**REQUIREMENTS**
Reproduce every line of the material below, requests included, but scale each bounding box coordinate in the answers by 0.65, rounding to whole numbers with halves rounded up. Leave the numbers in the requests and their format samples unchanged, and omit the pictures from your reply.

___ AVAILABLE DATA ___

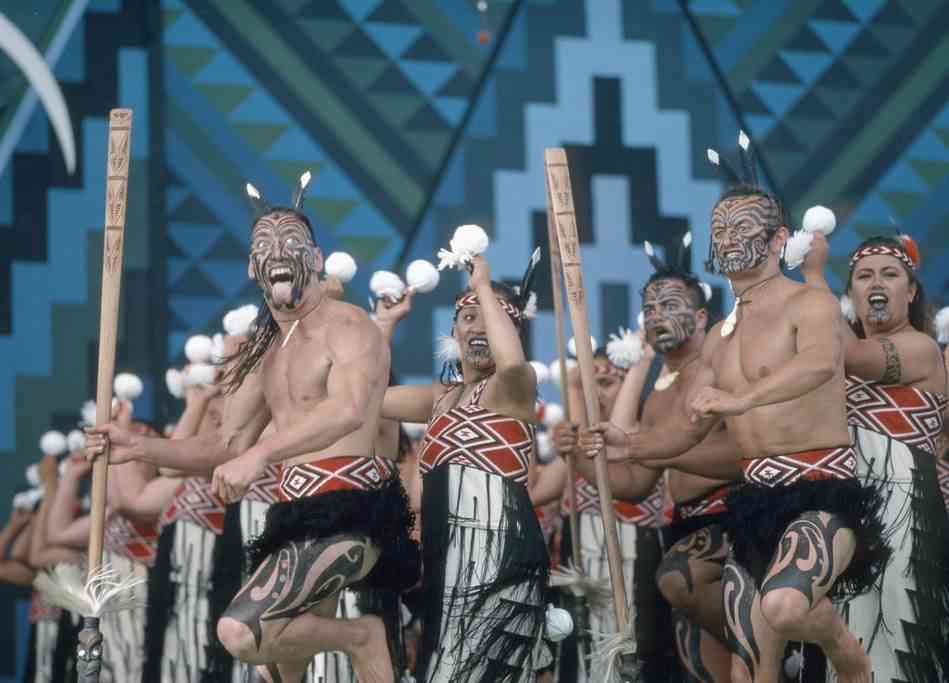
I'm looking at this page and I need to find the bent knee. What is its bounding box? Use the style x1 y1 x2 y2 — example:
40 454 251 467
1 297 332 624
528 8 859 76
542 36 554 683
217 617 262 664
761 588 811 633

___

**PROBLEM SOLUTION**
I'm looking at this page and I need to find the bent knee. What is its bounding box? Use the style x1 y1 x2 y2 — example:
40 454 251 467
1 297 332 624
528 8 859 76
542 36 554 683
141 401 170 432
495 382 527 411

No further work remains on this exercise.